- _What you will do_
Pull out every line in the rows below that contains the word "bird", and copy each of those lines in full.

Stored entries
>> BEGIN
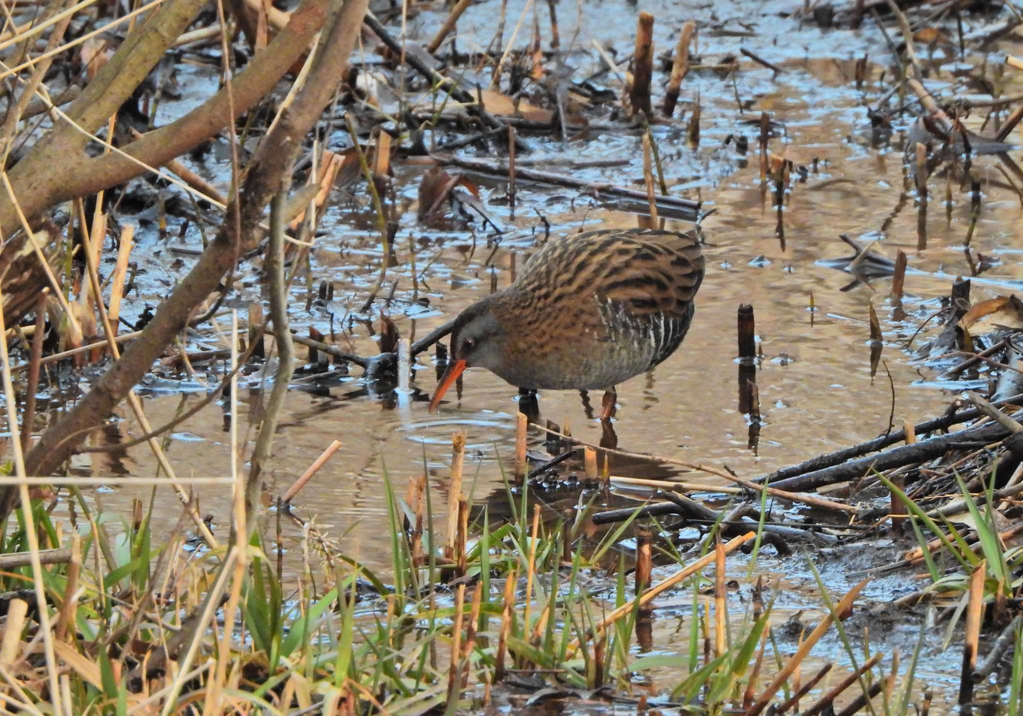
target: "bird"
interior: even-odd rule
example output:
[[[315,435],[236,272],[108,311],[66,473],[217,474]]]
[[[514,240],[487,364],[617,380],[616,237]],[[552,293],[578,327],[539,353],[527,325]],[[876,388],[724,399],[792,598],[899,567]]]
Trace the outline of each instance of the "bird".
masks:
[[[520,389],[615,387],[675,352],[703,281],[703,232],[604,229],[549,238],[509,286],[452,323],[433,412],[470,367]],[[607,401],[608,419],[614,401]]]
>> END
- _Final result_
target: "bird"
Trace the outline of each instance of the "bird".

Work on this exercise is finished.